=== Source material ===
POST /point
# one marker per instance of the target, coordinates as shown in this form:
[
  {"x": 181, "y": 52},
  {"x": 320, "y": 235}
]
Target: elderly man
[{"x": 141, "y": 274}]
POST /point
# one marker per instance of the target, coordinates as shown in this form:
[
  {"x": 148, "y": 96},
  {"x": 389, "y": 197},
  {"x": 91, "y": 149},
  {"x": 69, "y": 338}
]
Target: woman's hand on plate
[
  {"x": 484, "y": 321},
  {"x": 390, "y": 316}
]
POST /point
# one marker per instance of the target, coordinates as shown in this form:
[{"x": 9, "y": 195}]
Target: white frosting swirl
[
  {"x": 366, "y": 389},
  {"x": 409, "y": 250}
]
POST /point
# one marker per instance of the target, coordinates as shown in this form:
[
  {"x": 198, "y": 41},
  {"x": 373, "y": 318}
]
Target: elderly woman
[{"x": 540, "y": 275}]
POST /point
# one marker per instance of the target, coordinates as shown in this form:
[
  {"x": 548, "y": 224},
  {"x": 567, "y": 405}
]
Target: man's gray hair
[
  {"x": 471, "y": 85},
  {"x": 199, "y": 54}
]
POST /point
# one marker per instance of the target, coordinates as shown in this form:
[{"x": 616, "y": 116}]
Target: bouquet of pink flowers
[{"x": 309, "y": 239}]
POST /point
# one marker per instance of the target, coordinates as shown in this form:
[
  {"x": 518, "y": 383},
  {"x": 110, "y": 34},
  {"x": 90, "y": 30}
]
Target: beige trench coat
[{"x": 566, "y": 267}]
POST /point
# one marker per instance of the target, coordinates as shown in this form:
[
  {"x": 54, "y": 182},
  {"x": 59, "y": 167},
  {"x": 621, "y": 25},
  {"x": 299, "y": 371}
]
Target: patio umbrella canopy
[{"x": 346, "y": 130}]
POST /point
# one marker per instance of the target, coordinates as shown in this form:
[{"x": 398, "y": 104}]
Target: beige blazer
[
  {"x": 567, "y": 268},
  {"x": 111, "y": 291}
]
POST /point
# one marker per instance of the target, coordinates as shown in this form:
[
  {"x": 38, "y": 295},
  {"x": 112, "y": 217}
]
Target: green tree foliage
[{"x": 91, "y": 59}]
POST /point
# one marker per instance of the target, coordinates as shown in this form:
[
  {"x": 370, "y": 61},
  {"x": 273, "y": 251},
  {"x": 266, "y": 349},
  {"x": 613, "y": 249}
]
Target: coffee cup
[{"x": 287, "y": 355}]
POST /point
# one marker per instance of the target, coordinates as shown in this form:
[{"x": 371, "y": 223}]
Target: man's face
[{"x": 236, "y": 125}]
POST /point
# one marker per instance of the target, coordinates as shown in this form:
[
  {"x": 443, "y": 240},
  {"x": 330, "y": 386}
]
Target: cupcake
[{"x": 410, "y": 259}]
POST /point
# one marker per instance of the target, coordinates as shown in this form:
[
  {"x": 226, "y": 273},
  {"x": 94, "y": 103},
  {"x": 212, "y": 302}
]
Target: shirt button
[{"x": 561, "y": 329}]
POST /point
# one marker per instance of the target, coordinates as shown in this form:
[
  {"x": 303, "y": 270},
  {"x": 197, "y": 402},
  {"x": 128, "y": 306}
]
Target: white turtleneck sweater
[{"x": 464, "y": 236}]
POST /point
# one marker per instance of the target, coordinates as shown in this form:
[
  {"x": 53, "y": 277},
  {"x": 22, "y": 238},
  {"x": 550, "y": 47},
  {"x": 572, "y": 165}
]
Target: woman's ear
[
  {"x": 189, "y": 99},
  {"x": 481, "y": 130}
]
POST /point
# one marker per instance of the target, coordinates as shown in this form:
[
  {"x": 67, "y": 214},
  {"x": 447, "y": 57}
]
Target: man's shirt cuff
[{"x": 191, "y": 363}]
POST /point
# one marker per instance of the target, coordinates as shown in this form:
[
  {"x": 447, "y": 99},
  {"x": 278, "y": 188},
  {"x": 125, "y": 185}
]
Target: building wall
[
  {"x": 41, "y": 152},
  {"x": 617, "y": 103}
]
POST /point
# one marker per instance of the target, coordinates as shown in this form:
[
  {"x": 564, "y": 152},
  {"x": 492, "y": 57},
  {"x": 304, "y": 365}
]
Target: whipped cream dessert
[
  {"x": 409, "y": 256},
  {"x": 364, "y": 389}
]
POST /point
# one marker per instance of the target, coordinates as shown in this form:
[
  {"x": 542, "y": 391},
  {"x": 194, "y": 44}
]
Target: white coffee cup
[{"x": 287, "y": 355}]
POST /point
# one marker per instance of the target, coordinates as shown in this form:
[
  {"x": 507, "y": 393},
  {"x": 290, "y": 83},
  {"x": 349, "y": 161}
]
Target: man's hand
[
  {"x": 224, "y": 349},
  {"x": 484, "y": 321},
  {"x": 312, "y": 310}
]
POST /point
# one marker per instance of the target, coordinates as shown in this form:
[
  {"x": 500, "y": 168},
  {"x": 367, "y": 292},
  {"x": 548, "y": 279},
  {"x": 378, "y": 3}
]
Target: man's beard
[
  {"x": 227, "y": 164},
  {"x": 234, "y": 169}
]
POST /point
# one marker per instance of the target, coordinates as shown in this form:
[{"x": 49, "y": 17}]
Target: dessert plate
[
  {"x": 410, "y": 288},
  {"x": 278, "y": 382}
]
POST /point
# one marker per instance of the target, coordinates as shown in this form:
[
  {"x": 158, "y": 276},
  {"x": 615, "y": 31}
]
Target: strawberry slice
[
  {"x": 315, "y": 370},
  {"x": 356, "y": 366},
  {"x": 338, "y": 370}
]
===
=== Source material ===
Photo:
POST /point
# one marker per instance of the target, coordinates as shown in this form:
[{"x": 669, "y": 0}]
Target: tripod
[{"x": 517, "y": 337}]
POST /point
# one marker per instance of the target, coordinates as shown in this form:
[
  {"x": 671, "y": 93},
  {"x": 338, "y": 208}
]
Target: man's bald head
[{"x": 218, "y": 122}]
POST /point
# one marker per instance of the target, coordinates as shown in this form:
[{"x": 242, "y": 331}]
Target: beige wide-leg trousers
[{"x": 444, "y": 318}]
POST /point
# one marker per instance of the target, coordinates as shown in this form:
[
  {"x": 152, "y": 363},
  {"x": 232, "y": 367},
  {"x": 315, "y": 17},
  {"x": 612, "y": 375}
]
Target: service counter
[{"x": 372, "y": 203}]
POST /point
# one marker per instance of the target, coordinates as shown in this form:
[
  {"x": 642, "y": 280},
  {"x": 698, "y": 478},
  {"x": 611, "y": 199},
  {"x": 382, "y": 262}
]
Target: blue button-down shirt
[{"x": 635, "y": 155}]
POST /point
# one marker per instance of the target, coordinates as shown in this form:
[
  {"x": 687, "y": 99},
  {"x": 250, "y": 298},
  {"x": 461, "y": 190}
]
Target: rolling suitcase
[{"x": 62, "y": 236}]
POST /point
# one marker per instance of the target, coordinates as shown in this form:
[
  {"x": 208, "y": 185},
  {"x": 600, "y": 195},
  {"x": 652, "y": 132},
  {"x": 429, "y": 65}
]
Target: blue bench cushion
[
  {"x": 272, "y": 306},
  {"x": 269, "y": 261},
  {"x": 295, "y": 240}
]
===
• _Task description_
List every line of the items above that contains the word "hand", treating uppercase and lowercase as distinct.

• _Solution_
Target: woman's hand on plate
Target: man's hand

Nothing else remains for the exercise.